Goal of the exercise —
Copy out again, unchanged, the line that contains "in white polo" and every line after it down to the last line of the data.

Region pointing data
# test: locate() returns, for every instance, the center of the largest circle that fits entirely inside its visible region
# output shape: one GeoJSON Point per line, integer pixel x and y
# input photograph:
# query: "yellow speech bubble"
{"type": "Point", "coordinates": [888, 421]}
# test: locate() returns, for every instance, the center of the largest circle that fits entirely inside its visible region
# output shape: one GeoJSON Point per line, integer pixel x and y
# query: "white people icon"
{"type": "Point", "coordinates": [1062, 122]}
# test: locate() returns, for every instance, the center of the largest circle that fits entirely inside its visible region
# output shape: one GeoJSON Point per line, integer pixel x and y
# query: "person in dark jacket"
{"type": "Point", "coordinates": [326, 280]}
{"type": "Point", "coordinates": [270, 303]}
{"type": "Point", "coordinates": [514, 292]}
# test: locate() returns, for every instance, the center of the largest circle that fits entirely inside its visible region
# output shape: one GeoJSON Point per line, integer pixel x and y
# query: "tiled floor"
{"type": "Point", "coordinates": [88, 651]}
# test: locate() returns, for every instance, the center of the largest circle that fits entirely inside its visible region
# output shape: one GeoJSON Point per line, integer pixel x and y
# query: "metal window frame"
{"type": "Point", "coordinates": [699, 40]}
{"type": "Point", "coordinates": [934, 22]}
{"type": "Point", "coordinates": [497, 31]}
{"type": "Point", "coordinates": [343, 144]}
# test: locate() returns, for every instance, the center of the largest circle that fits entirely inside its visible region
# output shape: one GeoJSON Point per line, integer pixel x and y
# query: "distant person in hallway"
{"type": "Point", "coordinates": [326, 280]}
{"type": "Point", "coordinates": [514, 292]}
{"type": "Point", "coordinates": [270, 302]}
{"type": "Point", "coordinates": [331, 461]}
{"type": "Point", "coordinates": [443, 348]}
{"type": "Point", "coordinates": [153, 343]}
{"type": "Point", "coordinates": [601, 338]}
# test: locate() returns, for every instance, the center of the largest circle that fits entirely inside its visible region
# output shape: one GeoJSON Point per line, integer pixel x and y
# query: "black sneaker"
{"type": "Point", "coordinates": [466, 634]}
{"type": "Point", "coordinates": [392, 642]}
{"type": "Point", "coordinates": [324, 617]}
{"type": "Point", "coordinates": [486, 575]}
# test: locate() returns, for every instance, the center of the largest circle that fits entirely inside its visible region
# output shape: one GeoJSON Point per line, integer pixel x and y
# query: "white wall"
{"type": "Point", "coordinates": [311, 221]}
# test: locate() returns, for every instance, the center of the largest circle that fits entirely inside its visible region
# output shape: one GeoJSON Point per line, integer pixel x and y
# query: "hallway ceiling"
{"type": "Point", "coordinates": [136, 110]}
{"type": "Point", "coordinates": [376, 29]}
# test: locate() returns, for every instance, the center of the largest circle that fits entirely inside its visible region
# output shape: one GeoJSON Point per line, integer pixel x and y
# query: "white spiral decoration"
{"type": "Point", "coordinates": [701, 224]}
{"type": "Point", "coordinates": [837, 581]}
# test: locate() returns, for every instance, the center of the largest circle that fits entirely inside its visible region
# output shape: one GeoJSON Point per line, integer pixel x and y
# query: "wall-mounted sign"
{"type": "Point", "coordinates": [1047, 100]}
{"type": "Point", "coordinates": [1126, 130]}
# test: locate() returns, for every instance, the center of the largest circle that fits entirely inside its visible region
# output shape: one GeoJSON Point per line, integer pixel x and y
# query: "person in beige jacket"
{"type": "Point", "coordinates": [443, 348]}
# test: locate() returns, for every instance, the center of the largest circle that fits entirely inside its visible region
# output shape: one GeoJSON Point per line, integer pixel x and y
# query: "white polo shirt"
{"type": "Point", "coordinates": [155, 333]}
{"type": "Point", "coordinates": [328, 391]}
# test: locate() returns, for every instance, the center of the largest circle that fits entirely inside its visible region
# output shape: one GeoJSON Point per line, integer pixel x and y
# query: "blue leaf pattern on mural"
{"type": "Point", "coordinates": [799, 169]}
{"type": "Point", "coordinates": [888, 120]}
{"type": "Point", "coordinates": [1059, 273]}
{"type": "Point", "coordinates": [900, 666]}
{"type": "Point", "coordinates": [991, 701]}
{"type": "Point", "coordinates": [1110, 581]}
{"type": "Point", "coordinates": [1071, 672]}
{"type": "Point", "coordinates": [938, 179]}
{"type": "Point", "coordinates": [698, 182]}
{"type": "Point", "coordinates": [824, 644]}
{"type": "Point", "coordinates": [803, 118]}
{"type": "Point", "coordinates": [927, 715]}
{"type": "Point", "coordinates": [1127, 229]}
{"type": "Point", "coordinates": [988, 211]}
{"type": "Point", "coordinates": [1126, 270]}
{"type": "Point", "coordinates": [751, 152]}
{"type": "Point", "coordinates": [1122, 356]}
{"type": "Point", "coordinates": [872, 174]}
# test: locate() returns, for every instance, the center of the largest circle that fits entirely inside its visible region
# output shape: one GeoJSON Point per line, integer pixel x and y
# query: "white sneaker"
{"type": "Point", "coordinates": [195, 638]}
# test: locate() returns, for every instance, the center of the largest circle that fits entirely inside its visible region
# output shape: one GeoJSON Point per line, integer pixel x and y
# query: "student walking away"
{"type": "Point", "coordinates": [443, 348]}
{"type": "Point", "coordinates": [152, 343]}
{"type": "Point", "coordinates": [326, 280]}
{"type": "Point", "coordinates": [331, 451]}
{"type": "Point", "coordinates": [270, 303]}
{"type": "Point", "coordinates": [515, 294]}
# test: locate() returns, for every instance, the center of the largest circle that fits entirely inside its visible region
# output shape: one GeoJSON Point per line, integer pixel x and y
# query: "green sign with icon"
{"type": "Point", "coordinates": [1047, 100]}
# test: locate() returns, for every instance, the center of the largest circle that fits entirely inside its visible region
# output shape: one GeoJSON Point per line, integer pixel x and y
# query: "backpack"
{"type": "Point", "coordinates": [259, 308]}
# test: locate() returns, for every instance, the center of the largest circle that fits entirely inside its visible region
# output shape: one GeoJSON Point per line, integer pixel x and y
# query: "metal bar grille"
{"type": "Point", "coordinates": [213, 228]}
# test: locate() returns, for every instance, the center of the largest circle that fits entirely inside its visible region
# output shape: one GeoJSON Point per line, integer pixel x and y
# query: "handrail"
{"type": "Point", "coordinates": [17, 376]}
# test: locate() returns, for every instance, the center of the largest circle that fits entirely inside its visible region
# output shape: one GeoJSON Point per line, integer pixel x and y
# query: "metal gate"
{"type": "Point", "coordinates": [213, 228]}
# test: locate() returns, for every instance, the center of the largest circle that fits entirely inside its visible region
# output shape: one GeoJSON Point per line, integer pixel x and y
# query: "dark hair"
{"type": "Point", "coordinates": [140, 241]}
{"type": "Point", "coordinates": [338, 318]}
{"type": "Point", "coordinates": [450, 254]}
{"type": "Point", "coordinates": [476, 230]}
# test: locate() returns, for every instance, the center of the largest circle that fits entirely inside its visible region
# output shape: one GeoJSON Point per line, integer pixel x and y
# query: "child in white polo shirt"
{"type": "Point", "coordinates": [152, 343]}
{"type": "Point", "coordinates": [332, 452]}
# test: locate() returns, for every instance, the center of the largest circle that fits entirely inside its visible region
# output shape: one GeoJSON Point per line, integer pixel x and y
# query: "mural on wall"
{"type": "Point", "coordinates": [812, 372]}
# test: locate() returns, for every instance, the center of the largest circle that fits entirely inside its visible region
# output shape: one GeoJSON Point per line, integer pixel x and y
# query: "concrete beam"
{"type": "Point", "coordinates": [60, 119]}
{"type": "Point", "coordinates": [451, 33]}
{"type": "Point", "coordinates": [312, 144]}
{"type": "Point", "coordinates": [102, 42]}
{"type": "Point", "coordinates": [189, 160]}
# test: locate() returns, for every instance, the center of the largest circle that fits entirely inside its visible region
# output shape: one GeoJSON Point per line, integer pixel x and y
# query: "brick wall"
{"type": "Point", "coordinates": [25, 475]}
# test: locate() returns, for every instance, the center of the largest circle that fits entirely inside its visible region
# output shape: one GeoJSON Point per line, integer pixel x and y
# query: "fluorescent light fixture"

Solution to this task —
# query: "child in white polo shirt"
{"type": "Point", "coordinates": [152, 343]}
{"type": "Point", "coordinates": [332, 452]}
# test: locate() returns, for every instance, the center of the largest circle that fits entirely inside its visible region
# output shape: one GeoJSON Point per line, integer pixel x and y
# query: "mural on wall"
{"type": "Point", "coordinates": [812, 372]}
# test: locate() returns, for every instance, the center of the largest circle that fits entirely inside its visible region
# output shape: one GeoJSON Point per line, integer pixel x and y
# query: "concrete beam"
{"type": "Point", "coordinates": [60, 119]}
{"type": "Point", "coordinates": [451, 33]}
{"type": "Point", "coordinates": [312, 144]}
{"type": "Point", "coordinates": [102, 42]}
{"type": "Point", "coordinates": [189, 160]}
# test: locate() returns, for every instance, the center of the largest circle that fits entirely inside its visible region
# output shape: one GeoJSON Point per line, integer pixel x and y
# query: "brick wall"
{"type": "Point", "coordinates": [25, 475]}
# test: locate() returns, for every instance, the center of the largest circle that fits entirely inside its visible region
# output shape: one GeoJSON Point per line, integer pixel x and y
# query: "fluorescent light fixture"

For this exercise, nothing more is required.